Would you write out the entries below, every one of them, exactly?

Dataset records
──────────────────────────────

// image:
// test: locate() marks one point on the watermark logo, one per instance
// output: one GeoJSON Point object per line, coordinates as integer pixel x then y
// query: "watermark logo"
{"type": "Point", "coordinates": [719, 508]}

──────────────────────────────

WORKED ANSWER.
// image:
// test: locate() marks one point on the watermark logo, one per instance
// output: one GeoJSON Point object per line, coordinates as integer pixel x then y
// query: "watermark logo"
{"type": "Point", "coordinates": [719, 508]}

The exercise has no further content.